Select each line in the records below that contains the string "banner", and copy those lines.

- Labeled area outline entries -
━━━━━━━━━━
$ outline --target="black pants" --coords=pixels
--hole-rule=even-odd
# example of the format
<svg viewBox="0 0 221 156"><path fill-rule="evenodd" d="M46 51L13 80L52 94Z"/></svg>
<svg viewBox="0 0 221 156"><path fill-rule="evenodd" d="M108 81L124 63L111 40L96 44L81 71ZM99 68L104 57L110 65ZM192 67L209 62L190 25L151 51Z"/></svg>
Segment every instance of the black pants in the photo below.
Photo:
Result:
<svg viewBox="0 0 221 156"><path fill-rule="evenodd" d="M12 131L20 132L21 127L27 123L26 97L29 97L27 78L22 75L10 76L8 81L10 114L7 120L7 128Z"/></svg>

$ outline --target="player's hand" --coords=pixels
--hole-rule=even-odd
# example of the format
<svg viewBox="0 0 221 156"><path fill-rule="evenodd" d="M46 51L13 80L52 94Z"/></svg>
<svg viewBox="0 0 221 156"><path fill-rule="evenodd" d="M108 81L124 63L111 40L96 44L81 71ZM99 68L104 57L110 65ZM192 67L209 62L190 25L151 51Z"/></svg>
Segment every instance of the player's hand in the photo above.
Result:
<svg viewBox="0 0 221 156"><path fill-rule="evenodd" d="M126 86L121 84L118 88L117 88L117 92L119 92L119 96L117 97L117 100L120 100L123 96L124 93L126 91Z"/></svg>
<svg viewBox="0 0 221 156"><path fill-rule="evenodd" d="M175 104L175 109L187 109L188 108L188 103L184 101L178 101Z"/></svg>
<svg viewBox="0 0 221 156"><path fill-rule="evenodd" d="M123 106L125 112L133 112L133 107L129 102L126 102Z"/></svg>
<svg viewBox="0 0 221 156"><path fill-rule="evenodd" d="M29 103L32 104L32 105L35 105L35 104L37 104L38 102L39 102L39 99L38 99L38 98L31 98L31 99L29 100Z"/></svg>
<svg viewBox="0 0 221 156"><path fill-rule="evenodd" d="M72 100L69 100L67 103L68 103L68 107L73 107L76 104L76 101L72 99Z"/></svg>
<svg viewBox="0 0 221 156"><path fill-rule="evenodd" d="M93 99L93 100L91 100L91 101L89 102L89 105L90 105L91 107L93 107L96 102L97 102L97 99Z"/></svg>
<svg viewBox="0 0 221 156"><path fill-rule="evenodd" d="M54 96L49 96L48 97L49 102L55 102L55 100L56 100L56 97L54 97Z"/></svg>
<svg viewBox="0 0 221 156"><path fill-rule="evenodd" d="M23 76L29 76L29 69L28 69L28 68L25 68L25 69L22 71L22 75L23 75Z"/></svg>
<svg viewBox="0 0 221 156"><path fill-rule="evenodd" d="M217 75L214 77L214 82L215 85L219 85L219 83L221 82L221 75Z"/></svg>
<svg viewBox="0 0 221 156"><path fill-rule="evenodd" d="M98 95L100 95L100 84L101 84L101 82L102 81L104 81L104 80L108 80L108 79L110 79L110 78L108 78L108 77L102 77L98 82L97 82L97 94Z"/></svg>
━━━━━━━━━━
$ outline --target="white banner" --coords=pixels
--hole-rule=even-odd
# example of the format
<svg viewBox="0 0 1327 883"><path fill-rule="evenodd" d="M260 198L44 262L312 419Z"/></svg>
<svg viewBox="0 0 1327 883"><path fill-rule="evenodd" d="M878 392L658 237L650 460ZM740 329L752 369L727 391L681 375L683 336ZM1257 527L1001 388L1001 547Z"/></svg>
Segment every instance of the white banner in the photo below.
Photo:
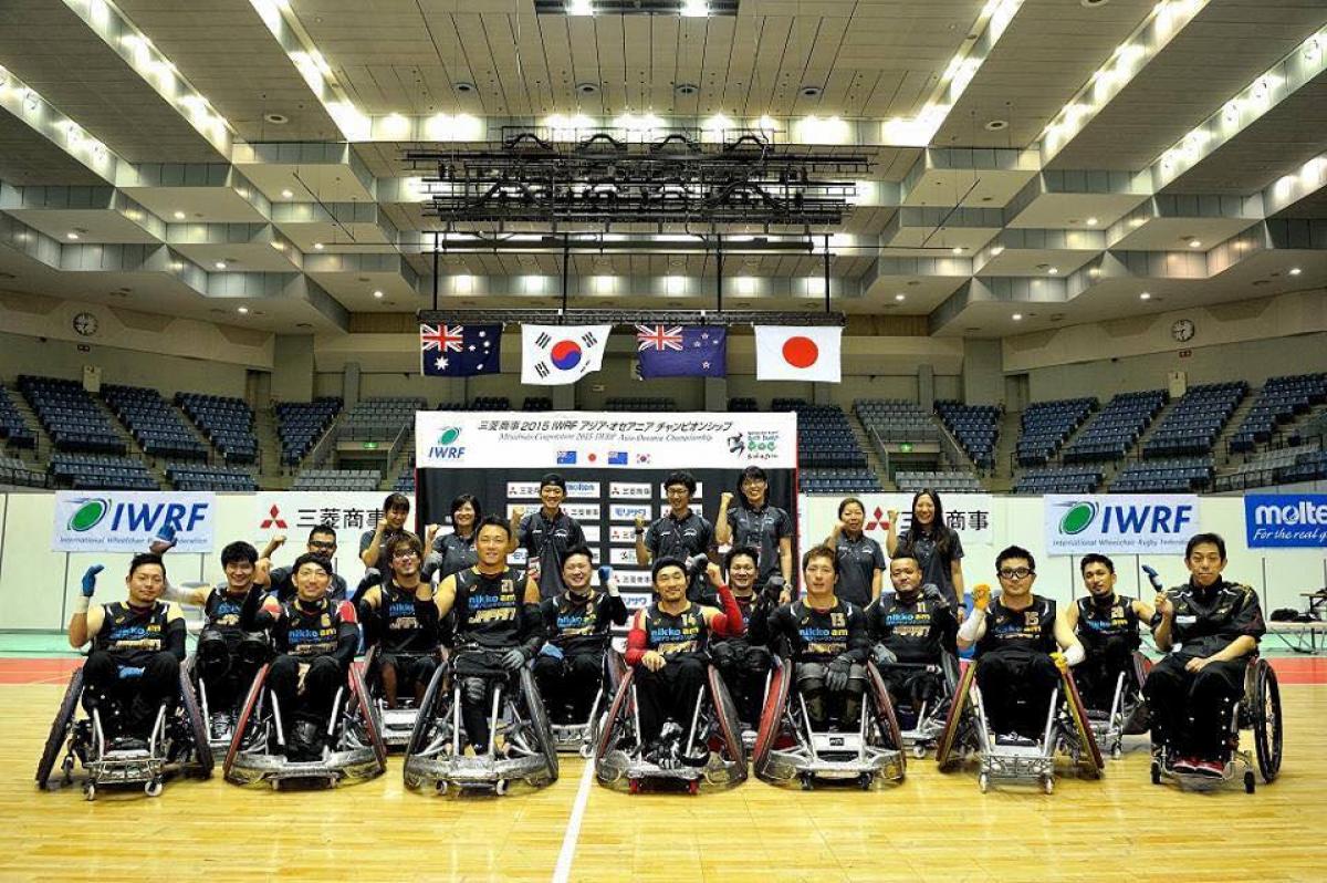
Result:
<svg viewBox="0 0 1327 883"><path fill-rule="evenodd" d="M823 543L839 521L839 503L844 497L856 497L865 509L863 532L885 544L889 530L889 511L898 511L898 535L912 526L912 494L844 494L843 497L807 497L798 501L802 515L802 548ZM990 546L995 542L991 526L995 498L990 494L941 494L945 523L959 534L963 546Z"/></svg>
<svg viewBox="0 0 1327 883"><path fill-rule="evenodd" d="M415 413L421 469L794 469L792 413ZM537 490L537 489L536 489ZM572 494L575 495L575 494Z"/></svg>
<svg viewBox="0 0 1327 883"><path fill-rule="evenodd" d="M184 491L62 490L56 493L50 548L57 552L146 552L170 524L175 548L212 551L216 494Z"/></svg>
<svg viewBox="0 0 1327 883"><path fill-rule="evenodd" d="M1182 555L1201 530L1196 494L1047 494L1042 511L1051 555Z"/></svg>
━━━━━━━━━━
- Output for this exercise -
$ outline --target="white banner" --coords=pixels
Segment every instance of the white banner in the photo below.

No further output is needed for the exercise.